__ТЕКСТ ДОКУМЕНТА__
____________________
Пошел, быстро переделал, отпечатали. Через сорок минут приношу ему.

Гейдар Алиевич удивился:

- Как? Уже?

- Да, - говорю.

- А ну-ка.

Посмотрел.

- Теперь совсем другое дело, - говорит. – Так, как нужно.

- Гейдар Алиевич, на то и совместная работа.

Я рассказал этот эпизод, чтобы показать, что его личностное восприятие связано с Востоком. Он хотел, чтобы мысль была выражена в такой форме, чтобы она легла на готовую почву.

А если говорить вообще, то я считаю, что это была нежелательная отставка. Он уже набирал силы и мог работать в полную мощь.

Караулов в своей книге рассказывает, как Горбачев вызвал Алиева и сказал:

- Наведи порядок в Азербайджане.

- Как?

- Ну, у тебя же там сохранились связи.

- Хорошо, тогда разрешите мне туда поехать.

- Нет, туда ехать я тебе не разрешаю. Ты отсюда наведи порядок.

- Я же уже никто, я даже не советник председателя Совета министров, - говорит Гейдар Алиевич.

- У тебя есть связи, ты наладь.

- Михаил Сергеевич, я еще раз прошу вас, разрешите мне улететь в Азербайджан, и я постараюсь сделать то, что необходимо для страны.

- Нет, мы тебя туда не отпустим.

- Тогда делайте, что хотите, но я бессилен. Я не в состоянии влиять отсюда на события.

- Если ты не найдешь выхода, мы примем к тебе меры.

Ну, что это за угрозы?
____________________
__ЗАДАНИЕ 1__
Перечисли всех людей, которые названы по имени или фамилии в отрывке об Алиеве.
__ЗАДАНИЕ 2__
Перепиши дословно часть отрывка об Алиеве: всё от «А если говорить» вниз до «мне туда поехать.».
__ЗАДАНИЕ 3__
Продолжи отрывок об Алиеве, начав сразу после его последней фразы.

Записи из источника данных
____________________
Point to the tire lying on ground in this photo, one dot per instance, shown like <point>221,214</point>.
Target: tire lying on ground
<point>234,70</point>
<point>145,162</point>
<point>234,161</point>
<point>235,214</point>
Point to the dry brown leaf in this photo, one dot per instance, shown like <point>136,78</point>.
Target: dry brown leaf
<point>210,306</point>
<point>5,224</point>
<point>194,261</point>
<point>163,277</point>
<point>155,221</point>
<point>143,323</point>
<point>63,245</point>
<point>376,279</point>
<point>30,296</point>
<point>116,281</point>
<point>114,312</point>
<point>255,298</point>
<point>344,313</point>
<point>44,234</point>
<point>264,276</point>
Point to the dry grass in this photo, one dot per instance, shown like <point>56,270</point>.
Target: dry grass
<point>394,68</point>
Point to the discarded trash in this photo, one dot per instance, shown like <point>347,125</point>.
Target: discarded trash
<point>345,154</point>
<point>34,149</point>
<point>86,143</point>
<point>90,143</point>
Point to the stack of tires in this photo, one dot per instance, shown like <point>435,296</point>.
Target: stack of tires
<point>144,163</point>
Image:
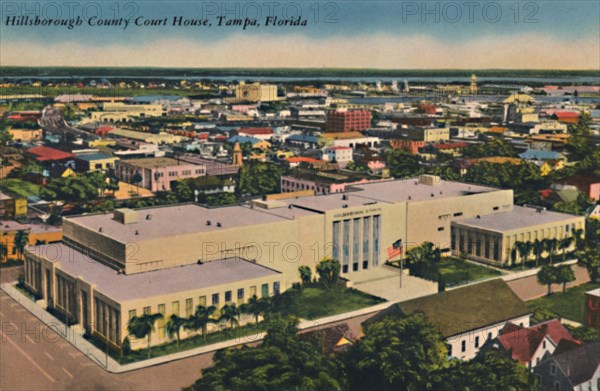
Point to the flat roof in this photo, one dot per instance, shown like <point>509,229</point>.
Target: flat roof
<point>122,287</point>
<point>519,217</point>
<point>153,162</point>
<point>175,220</point>
<point>401,190</point>
<point>94,156</point>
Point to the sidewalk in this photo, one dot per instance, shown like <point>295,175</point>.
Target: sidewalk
<point>109,364</point>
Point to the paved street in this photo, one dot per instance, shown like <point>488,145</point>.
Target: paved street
<point>33,357</point>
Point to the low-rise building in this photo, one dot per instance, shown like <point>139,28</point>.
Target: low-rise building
<point>95,161</point>
<point>340,155</point>
<point>490,238</point>
<point>466,317</point>
<point>529,345</point>
<point>38,233</point>
<point>575,369</point>
<point>429,135</point>
<point>156,174</point>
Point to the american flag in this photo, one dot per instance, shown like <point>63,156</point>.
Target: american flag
<point>395,249</point>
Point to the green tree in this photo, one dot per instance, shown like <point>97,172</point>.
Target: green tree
<point>402,164</point>
<point>173,327</point>
<point>20,242</point>
<point>396,354</point>
<point>142,326</point>
<point>255,307</point>
<point>125,347</point>
<point>284,361</point>
<point>3,252</point>
<point>258,178</point>
<point>590,259</point>
<point>329,272</point>
<point>538,248</point>
<point>564,244</point>
<point>564,275</point>
<point>547,276</point>
<point>305,274</point>
<point>202,317</point>
<point>551,247</point>
<point>524,251</point>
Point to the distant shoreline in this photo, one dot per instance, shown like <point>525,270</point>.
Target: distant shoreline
<point>20,71</point>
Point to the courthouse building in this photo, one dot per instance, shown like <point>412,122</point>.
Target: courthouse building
<point>112,266</point>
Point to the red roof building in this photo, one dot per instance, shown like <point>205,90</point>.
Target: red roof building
<point>46,154</point>
<point>446,146</point>
<point>348,120</point>
<point>569,117</point>
<point>529,345</point>
<point>255,131</point>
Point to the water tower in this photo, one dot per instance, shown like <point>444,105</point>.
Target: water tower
<point>473,86</point>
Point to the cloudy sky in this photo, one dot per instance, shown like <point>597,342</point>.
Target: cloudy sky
<point>343,34</point>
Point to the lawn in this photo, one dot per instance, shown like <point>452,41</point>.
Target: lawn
<point>19,187</point>
<point>455,271</point>
<point>314,301</point>
<point>569,305</point>
<point>239,333</point>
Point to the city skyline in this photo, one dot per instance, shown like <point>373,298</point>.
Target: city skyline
<point>403,35</point>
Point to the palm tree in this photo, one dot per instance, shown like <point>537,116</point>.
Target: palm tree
<point>564,244</point>
<point>579,239</point>
<point>551,246</point>
<point>142,326</point>
<point>565,274</point>
<point>230,313</point>
<point>254,306</point>
<point>538,246</point>
<point>513,254</point>
<point>21,241</point>
<point>525,251</point>
<point>201,319</point>
<point>174,325</point>
<point>547,276</point>
<point>3,252</point>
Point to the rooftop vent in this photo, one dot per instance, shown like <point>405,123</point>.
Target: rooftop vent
<point>430,180</point>
<point>125,216</point>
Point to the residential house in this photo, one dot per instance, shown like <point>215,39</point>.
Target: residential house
<point>466,317</point>
<point>529,345</point>
<point>575,369</point>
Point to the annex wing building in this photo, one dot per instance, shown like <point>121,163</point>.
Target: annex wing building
<point>113,266</point>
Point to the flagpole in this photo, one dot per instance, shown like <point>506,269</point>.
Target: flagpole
<point>401,269</point>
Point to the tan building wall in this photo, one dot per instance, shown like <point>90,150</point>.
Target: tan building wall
<point>505,240</point>
<point>430,220</point>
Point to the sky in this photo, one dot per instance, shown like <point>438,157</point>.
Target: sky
<point>398,34</point>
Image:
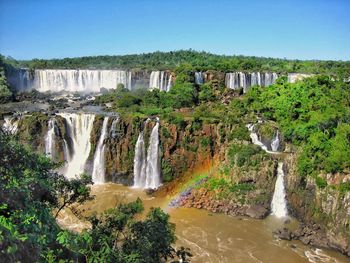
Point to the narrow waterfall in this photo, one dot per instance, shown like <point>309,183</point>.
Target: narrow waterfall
<point>160,80</point>
<point>243,80</point>
<point>255,138</point>
<point>10,125</point>
<point>79,127</point>
<point>50,139</point>
<point>140,162</point>
<point>279,203</point>
<point>147,168</point>
<point>113,131</point>
<point>98,172</point>
<point>153,165</point>
<point>275,144</point>
<point>199,78</point>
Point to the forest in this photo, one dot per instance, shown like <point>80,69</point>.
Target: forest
<point>197,61</point>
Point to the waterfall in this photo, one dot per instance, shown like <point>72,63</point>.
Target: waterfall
<point>140,162</point>
<point>79,127</point>
<point>279,204</point>
<point>160,80</point>
<point>153,166</point>
<point>199,78</point>
<point>50,139</point>
<point>275,144</point>
<point>255,140</point>
<point>147,169</point>
<point>98,172</point>
<point>243,80</point>
<point>113,132</point>
<point>81,80</point>
<point>10,125</point>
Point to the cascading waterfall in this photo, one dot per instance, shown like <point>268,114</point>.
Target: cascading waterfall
<point>10,125</point>
<point>275,144</point>
<point>243,80</point>
<point>79,127</point>
<point>199,78</point>
<point>153,166</point>
<point>50,139</point>
<point>160,80</point>
<point>98,171</point>
<point>279,203</point>
<point>70,80</point>
<point>140,162</point>
<point>147,169</point>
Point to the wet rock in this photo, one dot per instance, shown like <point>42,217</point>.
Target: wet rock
<point>257,211</point>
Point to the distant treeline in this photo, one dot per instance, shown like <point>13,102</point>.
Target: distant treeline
<point>198,61</point>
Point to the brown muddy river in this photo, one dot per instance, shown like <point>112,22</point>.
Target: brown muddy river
<point>212,237</point>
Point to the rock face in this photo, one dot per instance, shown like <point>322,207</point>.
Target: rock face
<point>325,212</point>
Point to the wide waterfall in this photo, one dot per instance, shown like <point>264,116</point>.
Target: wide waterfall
<point>10,125</point>
<point>147,169</point>
<point>243,80</point>
<point>98,172</point>
<point>81,80</point>
<point>79,127</point>
<point>279,203</point>
<point>50,139</point>
<point>199,78</point>
<point>160,80</point>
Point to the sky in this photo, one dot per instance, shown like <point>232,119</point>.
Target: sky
<point>295,29</point>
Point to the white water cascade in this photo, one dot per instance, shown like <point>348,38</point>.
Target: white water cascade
<point>10,125</point>
<point>147,169</point>
<point>160,80</point>
<point>71,80</point>
<point>140,162</point>
<point>153,165</point>
<point>79,127</point>
<point>50,139</point>
<point>199,78</point>
<point>279,203</point>
<point>98,171</point>
<point>275,144</point>
<point>243,80</point>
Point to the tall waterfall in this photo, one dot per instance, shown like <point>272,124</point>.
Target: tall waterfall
<point>279,203</point>
<point>243,80</point>
<point>98,172</point>
<point>147,169</point>
<point>10,125</point>
<point>275,144</point>
<point>153,165</point>
<point>79,127</point>
<point>113,132</point>
<point>50,139</point>
<point>140,162</point>
<point>160,80</point>
<point>199,78</point>
<point>71,80</point>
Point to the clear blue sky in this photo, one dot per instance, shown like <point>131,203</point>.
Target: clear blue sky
<point>303,29</point>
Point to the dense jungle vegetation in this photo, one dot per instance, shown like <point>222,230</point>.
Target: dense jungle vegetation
<point>198,61</point>
<point>30,192</point>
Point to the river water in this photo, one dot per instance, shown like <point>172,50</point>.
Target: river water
<point>211,237</point>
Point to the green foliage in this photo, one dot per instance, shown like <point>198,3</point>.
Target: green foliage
<point>242,154</point>
<point>186,61</point>
<point>314,114</point>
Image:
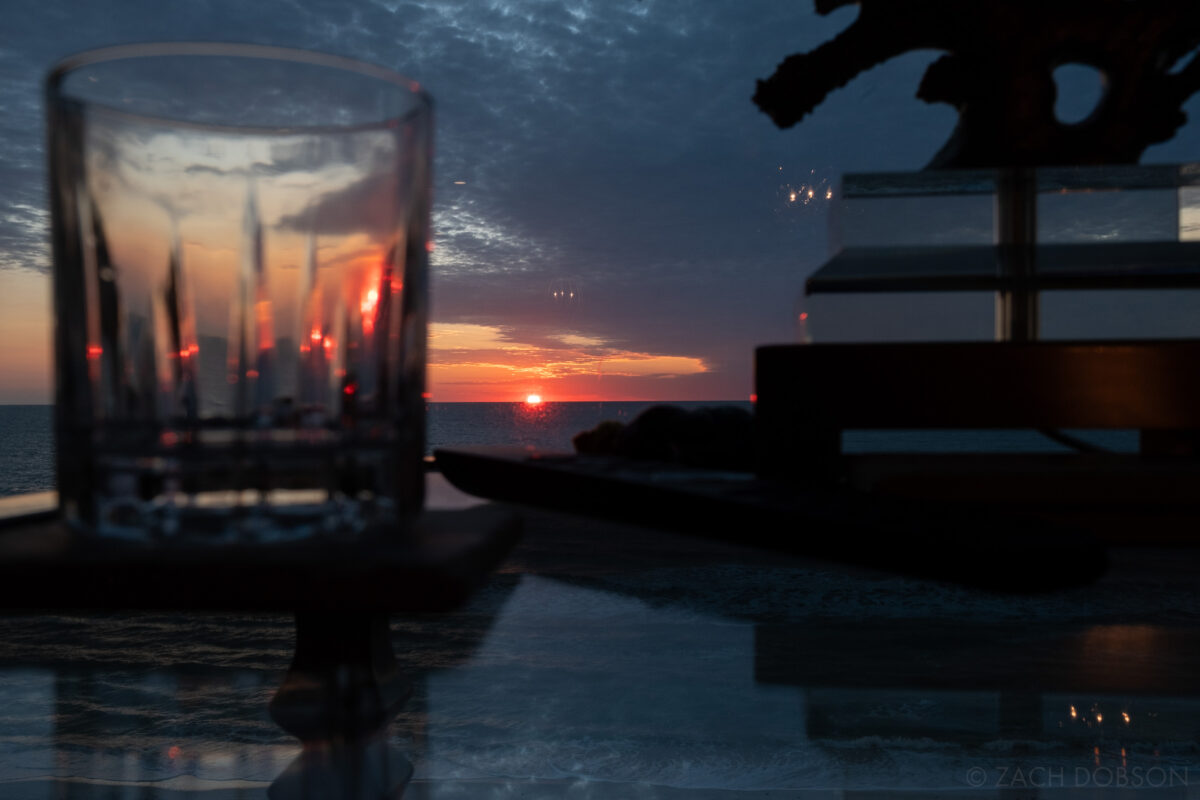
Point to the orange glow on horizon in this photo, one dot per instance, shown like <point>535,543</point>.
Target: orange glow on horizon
<point>477,362</point>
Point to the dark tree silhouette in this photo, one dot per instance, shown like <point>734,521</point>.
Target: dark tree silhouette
<point>999,72</point>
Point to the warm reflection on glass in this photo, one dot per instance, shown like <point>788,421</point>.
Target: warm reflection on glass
<point>239,287</point>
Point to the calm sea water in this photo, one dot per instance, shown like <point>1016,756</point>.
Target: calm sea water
<point>27,432</point>
<point>27,437</point>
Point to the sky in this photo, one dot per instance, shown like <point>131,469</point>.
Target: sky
<point>613,217</point>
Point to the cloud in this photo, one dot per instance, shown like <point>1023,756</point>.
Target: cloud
<point>483,355</point>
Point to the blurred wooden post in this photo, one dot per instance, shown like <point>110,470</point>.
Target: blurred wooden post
<point>1017,236</point>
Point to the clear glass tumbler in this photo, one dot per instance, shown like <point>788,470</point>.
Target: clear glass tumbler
<point>240,257</point>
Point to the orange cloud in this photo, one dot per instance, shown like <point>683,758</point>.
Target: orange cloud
<point>479,362</point>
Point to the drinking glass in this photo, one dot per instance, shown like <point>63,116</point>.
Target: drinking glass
<point>240,254</point>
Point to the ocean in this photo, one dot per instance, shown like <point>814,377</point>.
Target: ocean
<point>27,434</point>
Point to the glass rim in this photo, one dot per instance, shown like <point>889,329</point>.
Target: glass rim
<point>70,64</point>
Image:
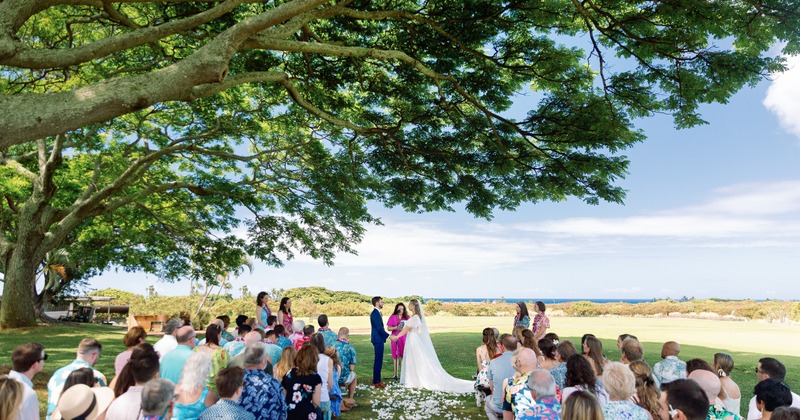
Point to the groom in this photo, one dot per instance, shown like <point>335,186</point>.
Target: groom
<point>378,338</point>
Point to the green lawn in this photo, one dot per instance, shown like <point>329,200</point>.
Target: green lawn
<point>455,340</point>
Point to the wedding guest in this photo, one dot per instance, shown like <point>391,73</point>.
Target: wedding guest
<point>580,377</point>
<point>302,385</point>
<point>540,322</point>
<point>169,341</point>
<point>285,314</point>
<point>142,367</point>
<point>134,336</point>
<point>347,355</point>
<point>395,324</point>
<point>262,310</point>
<point>647,393</point>
<point>620,384</point>
<point>27,360</point>
<point>194,393</point>
<point>671,368</point>
<point>521,318</point>
<point>729,392</point>
<point>87,355</point>
<point>581,405</point>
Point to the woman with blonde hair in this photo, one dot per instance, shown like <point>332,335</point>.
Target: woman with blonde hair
<point>729,393</point>
<point>647,393</point>
<point>581,405</point>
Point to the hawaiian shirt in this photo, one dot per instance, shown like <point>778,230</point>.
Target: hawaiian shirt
<point>347,355</point>
<point>545,409</point>
<point>262,396</point>
<point>669,369</point>
<point>624,410</point>
<point>56,382</point>
<point>719,412</point>
<point>329,336</point>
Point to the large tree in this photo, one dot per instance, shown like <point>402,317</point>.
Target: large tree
<point>179,118</point>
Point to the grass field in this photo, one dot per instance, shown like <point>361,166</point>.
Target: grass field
<point>455,339</point>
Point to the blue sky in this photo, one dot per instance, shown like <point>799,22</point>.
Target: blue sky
<point>712,211</point>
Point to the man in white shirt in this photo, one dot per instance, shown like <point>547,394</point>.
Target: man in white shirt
<point>769,368</point>
<point>28,360</point>
<point>168,342</point>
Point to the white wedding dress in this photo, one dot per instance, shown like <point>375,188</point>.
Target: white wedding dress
<point>421,367</point>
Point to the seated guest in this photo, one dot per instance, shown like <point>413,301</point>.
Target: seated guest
<point>88,354</point>
<point>262,395</point>
<point>142,367</point>
<point>158,399</point>
<point>230,383</point>
<point>27,361</point>
<point>771,394</point>
<point>500,369</point>
<point>682,399</point>
<point>671,368</point>
<point>620,384</point>
<point>194,394</point>
<point>710,384</point>
<point>769,368</point>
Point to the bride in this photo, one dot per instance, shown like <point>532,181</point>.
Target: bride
<point>421,367</point>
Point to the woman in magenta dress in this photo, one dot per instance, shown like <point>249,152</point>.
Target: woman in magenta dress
<point>395,324</point>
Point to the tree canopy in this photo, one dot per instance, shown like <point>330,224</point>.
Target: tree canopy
<point>143,132</point>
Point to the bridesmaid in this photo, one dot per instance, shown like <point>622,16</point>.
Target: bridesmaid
<point>395,324</point>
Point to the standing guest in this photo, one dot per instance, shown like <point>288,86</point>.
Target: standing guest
<point>521,318</point>
<point>647,393</point>
<point>262,394</point>
<point>769,368</point>
<point>581,405</point>
<point>11,398</point>
<point>285,363</point>
<point>325,329</point>
<point>88,354</point>
<point>347,355</point>
<point>581,377</point>
<point>219,357</point>
<point>194,394</point>
<point>158,399</point>
<point>169,341</point>
<point>262,310</point>
<point>230,383</point>
<point>620,384</point>
<point>540,322</point>
<point>729,392</point>
<point>285,314</point>
<point>671,368</point>
<point>133,337</point>
<point>302,385</point>
<point>141,368</point>
<point>395,324</point>
<point>172,363</point>
<point>27,360</point>
<point>500,369</point>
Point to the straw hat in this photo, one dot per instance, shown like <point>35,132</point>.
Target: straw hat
<point>84,403</point>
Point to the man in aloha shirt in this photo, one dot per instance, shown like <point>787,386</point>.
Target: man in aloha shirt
<point>671,368</point>
<point>711,385</point>
<point>262,394</point>
<point>347,355</point>
<point>88,354</point>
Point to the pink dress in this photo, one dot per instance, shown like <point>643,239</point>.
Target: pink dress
<point>397,346</point>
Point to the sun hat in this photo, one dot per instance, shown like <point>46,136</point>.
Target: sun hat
<point>80,402</point>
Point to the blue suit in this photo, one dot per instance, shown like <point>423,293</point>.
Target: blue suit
<point>378,338</point>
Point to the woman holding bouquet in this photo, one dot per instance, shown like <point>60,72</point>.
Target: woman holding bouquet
<point>395,324</point>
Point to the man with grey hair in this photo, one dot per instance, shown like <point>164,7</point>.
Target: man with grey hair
<point>262,394</point>
<point>158,399</point>
<point>168,342</point>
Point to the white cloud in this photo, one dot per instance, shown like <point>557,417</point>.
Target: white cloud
<point>783,96</point>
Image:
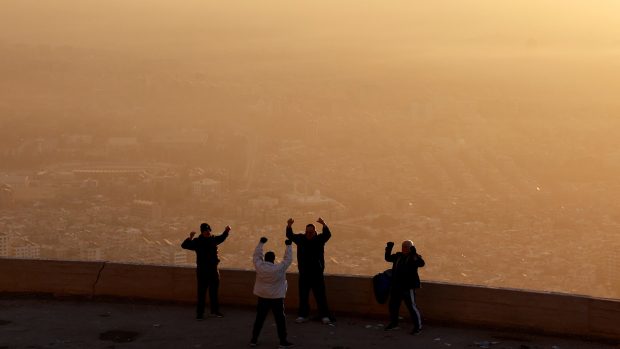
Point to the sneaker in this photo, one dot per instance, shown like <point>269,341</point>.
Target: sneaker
<point>416,331</point>
<point>391,327</point>
<point>301,320</point>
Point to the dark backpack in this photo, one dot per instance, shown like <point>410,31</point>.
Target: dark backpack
<point>381,286</point>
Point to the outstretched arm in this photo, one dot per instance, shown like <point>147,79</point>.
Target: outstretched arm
<point>189,243</point>
<point>419,261</point>
<point>326,233</point>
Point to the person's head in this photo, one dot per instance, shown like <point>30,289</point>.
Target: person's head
<point>407,247</point>
<point>270,257</point>
<point>205,229</point>
<point>310,231</point>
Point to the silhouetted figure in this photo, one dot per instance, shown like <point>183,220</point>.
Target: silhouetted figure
<point>270,287</point>
<point>405,280</point>
<point>311,264</point>
<point>207,274</point>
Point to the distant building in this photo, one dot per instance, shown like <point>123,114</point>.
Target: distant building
<point>91,252</point>
<point>24,249</point>
<point>172,254</point>
<point>206,187</point>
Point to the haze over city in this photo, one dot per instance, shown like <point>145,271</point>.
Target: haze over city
<point>486,132</point>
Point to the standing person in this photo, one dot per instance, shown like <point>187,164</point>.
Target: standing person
<point>270,287</point>
<point>207,274</point>
<point>311,264</point>
<point>405,280</point>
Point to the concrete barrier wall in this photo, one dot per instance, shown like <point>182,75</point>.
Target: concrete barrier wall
<point>439,302</point>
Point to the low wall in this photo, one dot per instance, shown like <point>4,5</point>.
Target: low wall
<point>439,302</point>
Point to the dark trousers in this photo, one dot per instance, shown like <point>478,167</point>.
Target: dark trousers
<point>316,283</point>
<point>276,305</point>
<point>397,295</point>
<point>207,278</point>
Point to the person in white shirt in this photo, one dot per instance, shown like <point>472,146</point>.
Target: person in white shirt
<point>270,287</point>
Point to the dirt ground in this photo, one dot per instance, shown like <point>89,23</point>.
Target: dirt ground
<point>31,322</point>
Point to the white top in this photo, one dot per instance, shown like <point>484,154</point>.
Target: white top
<point>271,278</point>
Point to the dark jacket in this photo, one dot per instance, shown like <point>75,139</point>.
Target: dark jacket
<point>404,268</point>
<point>205,248</point>
<point>310,252</point>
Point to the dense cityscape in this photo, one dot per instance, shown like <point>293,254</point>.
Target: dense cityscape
<point>502,170</point>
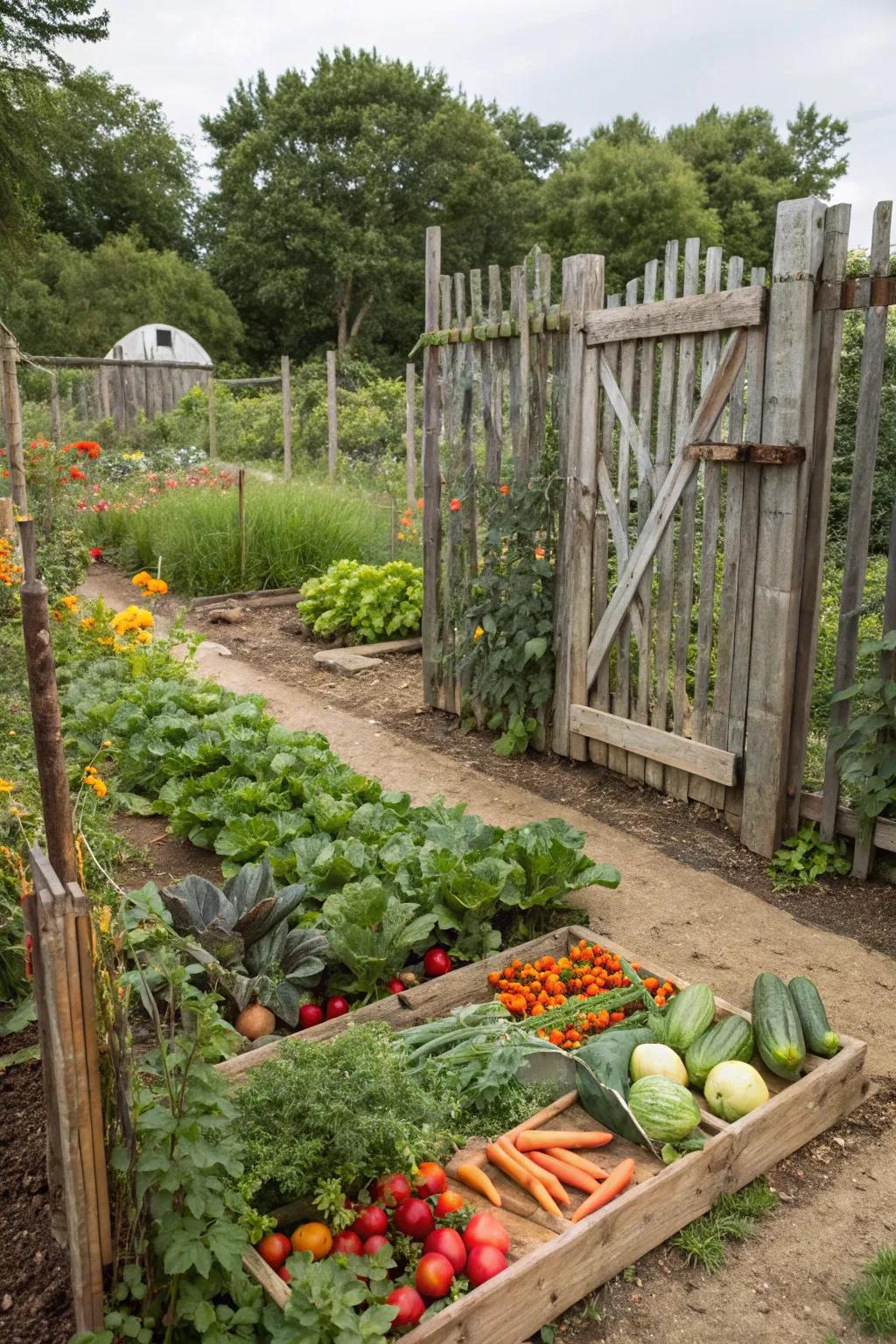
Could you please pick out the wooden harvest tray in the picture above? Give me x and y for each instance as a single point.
(554, 1266)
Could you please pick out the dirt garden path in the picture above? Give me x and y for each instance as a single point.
(840, 1191)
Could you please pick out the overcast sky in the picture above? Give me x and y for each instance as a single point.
(575, 60)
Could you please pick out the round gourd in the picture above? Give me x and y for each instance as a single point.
(734, 1088)
(664, 1109)
(650, 1060)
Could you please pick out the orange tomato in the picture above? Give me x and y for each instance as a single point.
(315, 1238)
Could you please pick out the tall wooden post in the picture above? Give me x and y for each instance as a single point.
(410, 431)
(12, 416)
(288, 416)
(331, 414)
(431, 474)
(788, 406)
(213, 428)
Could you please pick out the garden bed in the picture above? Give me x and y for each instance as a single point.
(552, 1268)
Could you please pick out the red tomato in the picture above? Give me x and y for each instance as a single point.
(393, 1190)
(410, 1306)
(416, 1219)
(274, 1249)
(430, 1180)
(371, 1221)
(484, 1263)
(437, 962)
(346, 1243)
(448, 1203)
(434, 1276)
(485, 1230)
(446, 1242)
____________________
__ОЖИДАЕМЫЙ ОТВЕТ 1__
Гейдар Алиевич Алиев, Караулов, Михаил Сергеевич Горбачев

__ОЖИДАЕМЫЙ ОТВЕТ 2__
А если говорить вообще, то я считаю, что это была нежелательная отставка. Он уже набирал силы и мог работать в полную мощь.

Караулов в своей книге рассказывает, как Горбачев вызвал Алиева и сказал:

- Наведи порядок в Азербайджане.

- Как?

- Ну, у тебя же там сохранились связи.

- Хорошо, тогда разрешите мне туда поехать.

__ОЖИДАЕМЫЙ ОТВЕТ 3__
После этого, Гейдар Алиевич, конечно, улетел в Азербайджан, в Нахчыван.

Э.А. – Как вы лично восприняли его возвращение, и не просто возвращение, а то, что он был избран президентом? Вы верили в такую возможность или считали, что это невозможно?

А.Г. – Когда его избрали главой Верховного Меджлиса Нахчывана, я понял, что он возвращается. Я внимательно следил за всем этим. Знаете, тогда было поветрие, что всех надо развенчать, и мне из ряда изданий предлагали написать о том, каким плохим был Алиев.

- Я не могу написать этого, - отвечал я. – Этого ведь не было.

Я не был его баловнем, он ко мне относился строго, как практически ко всем. Но я не могу сказать, что он был ко мне несправедлив, не могу сказать, что в чем-то он повел себя в отношении меня не по-человечески. Поэтому я отказался писать что-то отрицательное по этому поводу. Да о нем и нечего было сказать отрицательного.

…Прошло время, и он доказал, что он человек мирового уровня. Как он смог усмирить бунт полковника Сурета Гусейнова, как он всенародно был избран президентом, что он делал как президент. В этом человеке был такой сгусток энергии, могучий интеллектуально-физический потенциал. Это трудно себе представить. Это подвиг!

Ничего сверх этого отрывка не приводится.